INPUT RECORDS:
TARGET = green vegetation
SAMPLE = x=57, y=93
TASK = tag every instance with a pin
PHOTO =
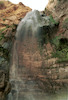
x=5, y=52
x=61, y=51
x=55, y=41
x=2, y=34
x=1, y=3
x=53, y=21
x=4, y=19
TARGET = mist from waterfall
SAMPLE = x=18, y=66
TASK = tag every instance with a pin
x=25, y=52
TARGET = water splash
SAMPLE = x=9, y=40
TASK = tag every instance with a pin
x=27, y=60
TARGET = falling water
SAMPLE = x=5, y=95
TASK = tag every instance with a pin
x=27, y=61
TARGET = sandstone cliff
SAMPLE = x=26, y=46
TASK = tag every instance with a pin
x=10, y=16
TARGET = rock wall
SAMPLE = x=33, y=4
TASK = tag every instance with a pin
x=10, y=16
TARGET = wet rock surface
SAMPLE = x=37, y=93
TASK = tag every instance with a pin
x=34, y=72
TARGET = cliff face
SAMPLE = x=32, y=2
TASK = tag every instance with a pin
x=10, y=16
x=56, y=49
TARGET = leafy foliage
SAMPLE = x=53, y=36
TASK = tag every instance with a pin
x=61, y=51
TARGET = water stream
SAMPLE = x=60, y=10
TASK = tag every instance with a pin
x=27, y=61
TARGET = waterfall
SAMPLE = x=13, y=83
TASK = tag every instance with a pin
x=27, y=60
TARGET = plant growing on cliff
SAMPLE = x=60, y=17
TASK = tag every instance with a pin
x=61, y=51
x=65, y=23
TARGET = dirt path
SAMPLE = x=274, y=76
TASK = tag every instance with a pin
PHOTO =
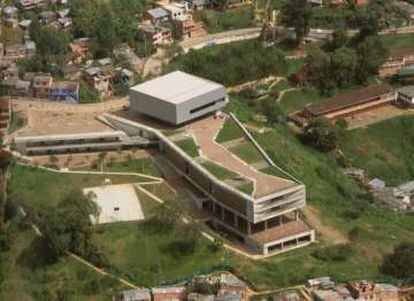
x=329, y=233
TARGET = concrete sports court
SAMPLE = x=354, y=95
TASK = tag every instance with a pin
x=117, y=203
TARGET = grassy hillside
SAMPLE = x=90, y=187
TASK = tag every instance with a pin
x=384, y=150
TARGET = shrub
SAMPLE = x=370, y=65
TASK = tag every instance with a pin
x=335, y=253
x=400, y=263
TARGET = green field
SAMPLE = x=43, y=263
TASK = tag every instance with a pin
x=44, y=188
x=229, y=19
x=384, y=150
x=247, y=152
x=145, y=166
x=218, y=171
x=144, y=255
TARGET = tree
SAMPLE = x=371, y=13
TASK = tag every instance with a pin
x=318, y=66
x=372, y=53
x=297, y=14
x=344, y=63
x=400, y=264
x=272, y=111
x=321, y=134
x=340, y=37
x=68, y=227
x=375, y=17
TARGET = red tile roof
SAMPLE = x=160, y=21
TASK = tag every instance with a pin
x=349, y=99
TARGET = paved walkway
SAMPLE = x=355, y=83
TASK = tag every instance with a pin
x=205, y=131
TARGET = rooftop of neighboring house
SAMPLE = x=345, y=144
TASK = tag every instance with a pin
x=135, y=294
x=169, y=290
x=349, y=99
x=158, y=13
x=406, y=7
x=65, y=85
x=407, y=91
x=406, y=70
x=42, y=80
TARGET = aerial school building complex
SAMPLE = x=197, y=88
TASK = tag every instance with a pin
x=264, y=218
x=267, y=221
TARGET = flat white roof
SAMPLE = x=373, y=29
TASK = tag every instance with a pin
x=177, y=87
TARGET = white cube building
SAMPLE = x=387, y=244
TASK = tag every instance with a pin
x=177, y=97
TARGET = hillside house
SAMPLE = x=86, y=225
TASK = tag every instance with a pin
x=11, y=22
x=65, y=91
x=79, y=49
x=72, y=72
x=406, y=96
x=100, y=79
x=175, y=10
x=19, y=51
x=176, y=293
x=47, y=17
x=367, y=290
x=197, y=5
x=41, y=85
x=156, y=16
x=31, y=4
x=347, y=104
x=127, y=53
x=134, y=295
x=10, y=11
x=157, y=35
x=397, y=60
x=5, y=113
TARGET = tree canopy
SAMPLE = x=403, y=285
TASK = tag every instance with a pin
x=400, y=264
x=297, y=14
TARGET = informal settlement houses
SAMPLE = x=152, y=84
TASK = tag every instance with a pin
x=347, y=104
x=265, y=220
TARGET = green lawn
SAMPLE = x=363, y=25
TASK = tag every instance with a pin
x=229, y=19
x=189, y=147
x=41, y=188
x=398, y=41
x=281, y=85
x=31, y=277
x=246, y=188
x=329, y=192
x=247, y=152
x=144, y=255
x=218, y=171
x=230, y=131
x=384, y=150
x=145, y=166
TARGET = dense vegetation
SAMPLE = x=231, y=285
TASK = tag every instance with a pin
x=234, y=63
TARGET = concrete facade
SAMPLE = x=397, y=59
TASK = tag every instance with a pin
x=177, y=97
x=267, y=225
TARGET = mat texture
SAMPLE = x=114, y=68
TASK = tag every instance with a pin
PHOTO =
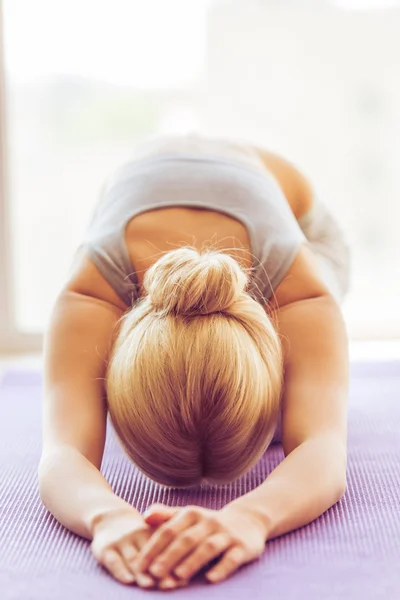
x=352, y=552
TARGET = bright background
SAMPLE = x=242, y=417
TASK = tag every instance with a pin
x=317, y=81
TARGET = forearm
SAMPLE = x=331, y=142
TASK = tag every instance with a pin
x=311, y=479
x=75, y=491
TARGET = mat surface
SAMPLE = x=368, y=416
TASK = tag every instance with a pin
x=352, y=552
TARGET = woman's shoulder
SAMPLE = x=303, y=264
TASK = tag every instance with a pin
x=295, y=185
x=85, y=278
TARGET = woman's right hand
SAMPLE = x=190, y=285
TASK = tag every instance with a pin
x=118, y=536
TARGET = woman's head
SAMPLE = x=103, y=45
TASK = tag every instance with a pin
x=195, y=374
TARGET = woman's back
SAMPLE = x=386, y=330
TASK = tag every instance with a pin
x=205, y=190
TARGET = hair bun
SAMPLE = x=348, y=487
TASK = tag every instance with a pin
x=188, y=282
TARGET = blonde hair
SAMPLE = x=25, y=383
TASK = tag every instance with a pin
x=194, y=377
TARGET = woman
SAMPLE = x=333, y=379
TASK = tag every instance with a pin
x=202, y=311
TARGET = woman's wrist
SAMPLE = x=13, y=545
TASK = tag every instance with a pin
x=258, y=514
x=114, y=507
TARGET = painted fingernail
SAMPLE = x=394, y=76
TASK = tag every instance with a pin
x=182, y=571
x=168, y=583
x=157, y=569
x=144, y=580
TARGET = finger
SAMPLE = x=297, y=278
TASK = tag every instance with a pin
x=232, y=559
x=113, y=562
x=184, y=543
x=159, y=513
x=172, y=582
x=209, y=549
x=129, y=554
x=163, y=537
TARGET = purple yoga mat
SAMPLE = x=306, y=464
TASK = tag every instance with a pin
x=352, y=552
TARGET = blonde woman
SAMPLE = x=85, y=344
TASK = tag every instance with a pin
x=202, y=311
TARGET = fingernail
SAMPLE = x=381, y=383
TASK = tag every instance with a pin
x=143, y=579
x=168, y=583
x=157, y=570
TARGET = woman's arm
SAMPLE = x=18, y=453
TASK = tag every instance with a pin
x=312, y=477
x=76, y=347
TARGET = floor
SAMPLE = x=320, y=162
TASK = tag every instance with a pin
x=382, y=350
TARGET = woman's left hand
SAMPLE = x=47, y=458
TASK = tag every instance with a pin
x=191, y=536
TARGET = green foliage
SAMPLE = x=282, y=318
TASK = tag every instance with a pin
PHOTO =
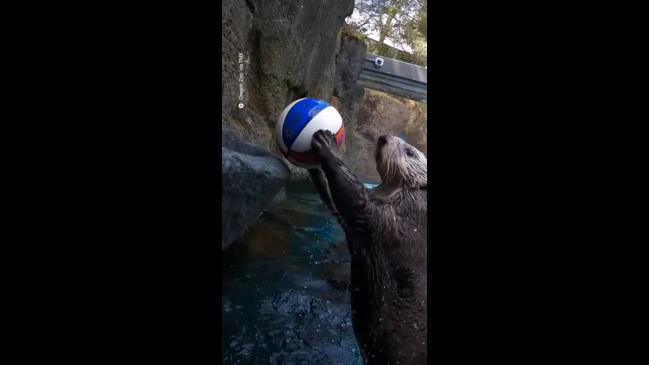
x=401, y=21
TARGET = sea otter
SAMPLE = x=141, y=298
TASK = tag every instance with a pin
x=386, y=231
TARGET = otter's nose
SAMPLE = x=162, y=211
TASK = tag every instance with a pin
x=384, y=139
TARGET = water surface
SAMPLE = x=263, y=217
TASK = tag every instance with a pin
x=277, y=305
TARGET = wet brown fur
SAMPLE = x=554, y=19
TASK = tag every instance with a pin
x=386, y=235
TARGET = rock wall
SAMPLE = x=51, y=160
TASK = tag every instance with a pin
x=288, y=51
x=378, y=114
x=251, y=178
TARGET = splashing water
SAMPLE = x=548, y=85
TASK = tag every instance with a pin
x=277, y=305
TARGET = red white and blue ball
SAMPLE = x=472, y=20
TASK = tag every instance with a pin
x=299, y=121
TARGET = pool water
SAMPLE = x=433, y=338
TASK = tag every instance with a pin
x=278, y=307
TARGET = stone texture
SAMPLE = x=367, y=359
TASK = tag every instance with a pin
x=378, y=114
x=251, y=178
x=289, y=50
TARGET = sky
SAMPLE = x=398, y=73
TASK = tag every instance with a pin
x=375, y=35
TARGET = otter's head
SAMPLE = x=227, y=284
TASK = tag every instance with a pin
x=400, y=164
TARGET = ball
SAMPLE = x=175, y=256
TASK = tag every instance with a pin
x=299, y=121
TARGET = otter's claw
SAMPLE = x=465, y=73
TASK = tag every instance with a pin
x=323, y=143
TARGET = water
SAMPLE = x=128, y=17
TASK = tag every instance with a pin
x=278, y=307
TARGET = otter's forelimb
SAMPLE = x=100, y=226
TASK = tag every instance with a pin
x=347, y=192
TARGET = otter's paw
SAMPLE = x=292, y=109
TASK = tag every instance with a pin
x=323, y=143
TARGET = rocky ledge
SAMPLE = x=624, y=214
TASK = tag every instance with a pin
x=251, y=178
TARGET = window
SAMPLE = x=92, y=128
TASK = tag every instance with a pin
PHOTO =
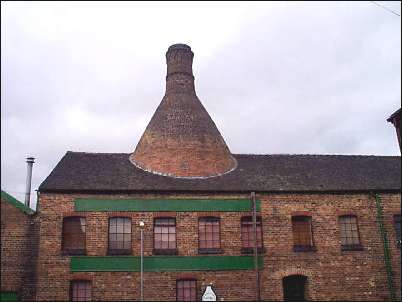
x=119, y=236
x=186, y=290
x=397, y=224
x=247, y=234
x=302, y=234
x=209, y=235
x=349, y=233
x=73, y=237
x=80, y=291
x=165, y=236
x=294, y=288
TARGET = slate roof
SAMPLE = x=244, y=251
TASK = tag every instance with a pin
x=113, y=172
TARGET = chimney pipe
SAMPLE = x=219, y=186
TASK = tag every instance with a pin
x=30, y=161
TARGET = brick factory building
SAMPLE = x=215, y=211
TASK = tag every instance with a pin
x=327, y=226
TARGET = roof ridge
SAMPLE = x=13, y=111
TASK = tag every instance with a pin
x=311, y=155
x=98, y=153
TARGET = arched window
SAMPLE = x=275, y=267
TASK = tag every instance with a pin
x=119, y=236
x=349, y=232
x=73, y=236
x=294, y=288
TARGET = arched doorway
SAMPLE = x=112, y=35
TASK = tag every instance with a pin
x=294, y=288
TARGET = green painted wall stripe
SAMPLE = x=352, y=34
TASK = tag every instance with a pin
x=164, y=205
x=8, y=296
x=16, y=203
x=162, y=263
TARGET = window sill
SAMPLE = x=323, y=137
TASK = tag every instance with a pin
x=118, y=252
x=165, y=251
x=250, y=250
x=352, y=247
x=210, y=251
x=74, y=252
x=304, y=248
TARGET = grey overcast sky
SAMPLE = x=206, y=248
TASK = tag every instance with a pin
x=276, y=77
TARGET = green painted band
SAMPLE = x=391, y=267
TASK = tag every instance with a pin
x=8, y=296
x=164, y=205
x=162, y=263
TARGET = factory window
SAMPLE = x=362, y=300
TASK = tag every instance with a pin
x=397, y=224
x=80, y=290
x=73, y=236
x=247, y=234
x=294, y=288
x=349, y=233
x=209, y=241
x=165, y=236
x=302, y=234
x=186, y=290
x=119, y=236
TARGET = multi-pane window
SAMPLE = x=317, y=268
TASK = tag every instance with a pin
x=397, y=224
x=119, y=236
x=302, y=233
x=209, y=234
x=165, y=236
x=247, y=234
x=186, y=290
x=73, y=237
x=349, y=232
x=80, y=291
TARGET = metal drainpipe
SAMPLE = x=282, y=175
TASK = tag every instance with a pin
x=30, y=161
x=387, y=254
x=257, y=273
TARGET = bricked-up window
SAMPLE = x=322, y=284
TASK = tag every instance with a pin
x=209, y=235
x=349, y=233
x=73, y=237
x=294, y=288
x=397, y=224
x=80, y=291
x=119, y=236
x=247, y=234
x=186, y=290
x=165, y=236
x=302, y=234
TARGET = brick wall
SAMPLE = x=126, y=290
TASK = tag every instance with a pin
x=332, y=274
x=18, y=251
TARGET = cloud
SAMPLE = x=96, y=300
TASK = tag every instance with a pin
x=276, y=77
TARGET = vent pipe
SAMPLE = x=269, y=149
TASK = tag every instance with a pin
x=30, y=161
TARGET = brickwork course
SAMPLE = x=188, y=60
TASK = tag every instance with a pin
x=183, y=169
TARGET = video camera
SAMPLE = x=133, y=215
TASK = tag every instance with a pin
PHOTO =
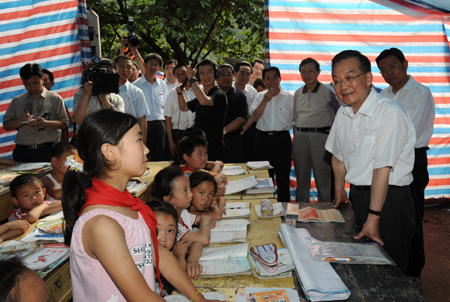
x=132, y=37
x=103, y=80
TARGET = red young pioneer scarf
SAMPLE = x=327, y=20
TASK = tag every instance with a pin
x=102, y=193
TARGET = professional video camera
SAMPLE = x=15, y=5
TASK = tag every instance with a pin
x=132, y=37
x=103, y=80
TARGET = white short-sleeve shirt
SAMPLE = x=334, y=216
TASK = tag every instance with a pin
x=155, y=96
x=419, y=103
x=185, y=226
x=277, y=115
x=134, y=100
x=380, y=134
x=250, y=93
x=172, y=109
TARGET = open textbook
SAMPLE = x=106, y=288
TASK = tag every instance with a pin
x=259, y=165
x=265, y=185
x=237, y=210
x=225, y=261
x=183, y=298
x=343, y=252
x=233, y=170
x=319, y=281
x=271, y=294
x=285, y=266
x=309, y=214
x=277, y=210
x=240, y=185
x=229, y=230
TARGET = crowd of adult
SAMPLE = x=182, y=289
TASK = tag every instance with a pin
x=377, y=142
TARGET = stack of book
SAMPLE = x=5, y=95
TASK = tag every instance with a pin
x=265, y=185
x=237, y=210
x=41, y=256
x=284, y=269
x=225, y=261
x=32, y=168
x=259, y=165
x=233, y=170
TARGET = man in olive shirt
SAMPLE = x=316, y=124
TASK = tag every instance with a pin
x=38, y=115
x=314, y=110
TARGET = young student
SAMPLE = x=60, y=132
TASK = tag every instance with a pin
x=194, y=152
x=13, y=228
x=28, y=194
x=172, y=186
x=203, y=187
x=216, y=165
x=53, y=181
x=19, y=283
x=186, y=252
x=112, y=235
x=6, y=163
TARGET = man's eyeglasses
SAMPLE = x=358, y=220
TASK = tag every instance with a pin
x=228, y=74
x=243, y=73
x=392, y=67
x=347, y=80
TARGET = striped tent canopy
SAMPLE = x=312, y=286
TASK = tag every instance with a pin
x=53, y=34
x=320, y=29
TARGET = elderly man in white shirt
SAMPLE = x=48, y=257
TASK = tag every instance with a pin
x=177, y=122
x=242, y=72
x=133, y=97
x=419, y=103
x=272, y=110
x=372, y=141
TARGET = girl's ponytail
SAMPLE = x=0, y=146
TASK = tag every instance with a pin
x=73, y=199
x=100, y=127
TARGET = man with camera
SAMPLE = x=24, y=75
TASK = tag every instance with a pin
x=155, y=92
x=38, y=115
x=133, y=97
x=86, y=102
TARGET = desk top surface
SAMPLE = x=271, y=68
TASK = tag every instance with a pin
x=260, y=231
x=366, y=282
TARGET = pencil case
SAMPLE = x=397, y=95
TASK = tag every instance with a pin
x=266, y=256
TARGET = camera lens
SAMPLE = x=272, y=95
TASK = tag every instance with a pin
x=134, y=41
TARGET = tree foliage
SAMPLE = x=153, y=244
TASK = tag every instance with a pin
x=176, y=29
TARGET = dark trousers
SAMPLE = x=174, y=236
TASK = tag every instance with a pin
x=277, y=150
x=249, y=139
x=421, y=178
x=233, y=151
x=176, y=137
x=156, y=140
x=23, y=154
x=396, y=224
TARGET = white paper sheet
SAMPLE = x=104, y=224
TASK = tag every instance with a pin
x=319, y=280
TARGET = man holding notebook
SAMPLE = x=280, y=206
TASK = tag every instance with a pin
x=372, y=141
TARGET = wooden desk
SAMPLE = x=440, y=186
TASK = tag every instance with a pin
x=260, y=231
x=366, y=282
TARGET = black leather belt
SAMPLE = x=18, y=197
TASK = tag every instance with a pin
x=367, y=188
x=38, y=146
x=273, y=133
x=322, y=130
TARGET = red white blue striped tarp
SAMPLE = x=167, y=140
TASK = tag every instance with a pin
x=44, y=32
x=320, y=29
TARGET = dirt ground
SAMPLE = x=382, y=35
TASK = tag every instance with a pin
x=435, y=285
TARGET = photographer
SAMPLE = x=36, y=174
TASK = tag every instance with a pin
x=38, y=115
x=137, y=56
x=85, y=102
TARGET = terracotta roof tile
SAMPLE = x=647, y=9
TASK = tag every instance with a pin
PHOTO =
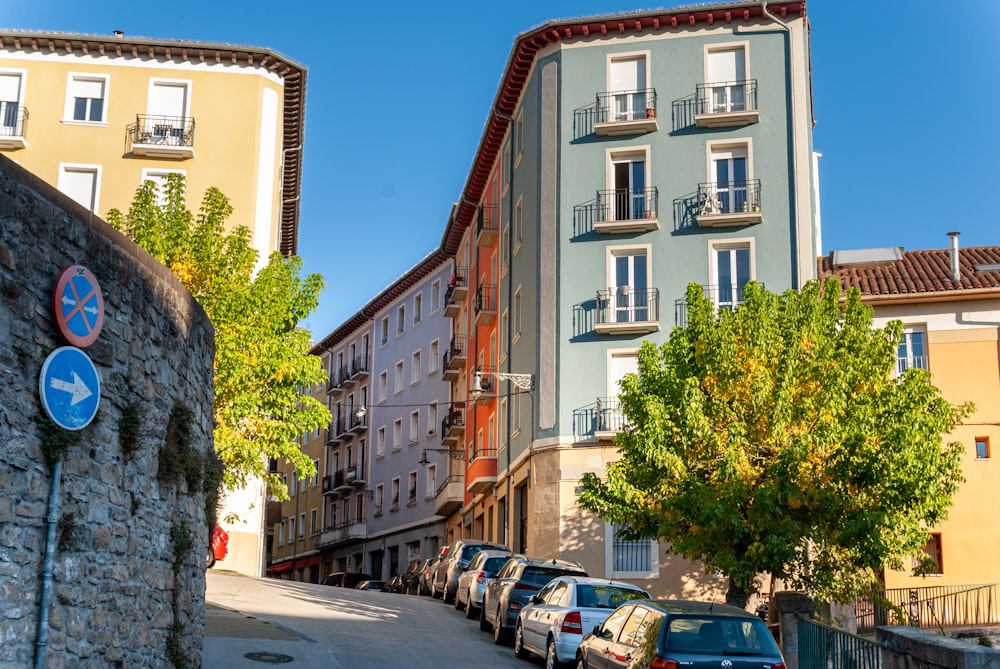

DIRECTIVE: Render everything above from the row containing "TARGET = white cube building" down to the row containing "x=265, y=220" as a numbered list, both ends included and blank lines left out.

WORKED SOLUTION:
1. TARGET = white cube building
2. SAMPLE = x=387, y=244
3. TASK = tag every instance with a pin
4. x=177, y=97
5. TARGET = hillside house
6. SAMPLE = x=86, y=225
7. TASK = tag every instance with a pin
8. x=11, y=22
9. x=65, y=91
10. x=79, y=49
11. x=72, y=72
12. x=406, y=96
13. x=100, y=79
14. x=175, y=10
15. x=19, y=51
16. x=176, y=293
17. x=47, y=17
18. x=367, y=290
19. x=197, y=5
20. x=41, y=85
21. x=156, y=16
22. x=31, y=4
23. x=347, y=104
24. x=127, y=53
25. x=134, y=295
26. x=10, y=11
27. x=157, y=35
28. x=397, y=60
29. x=5, y=113
30. TARGET = tree canopy
31. SAMPLE = x=403, y=285
32. TASK = tag every instance with a pin
33. x=400, y=264
34. x=297, y=14
35. TARGET = informal settlement houses
36. SAMPLE = x=152, y=84
37. TASK = tag every instance with a pin
38. x=347, y=104
39. x=265, y=220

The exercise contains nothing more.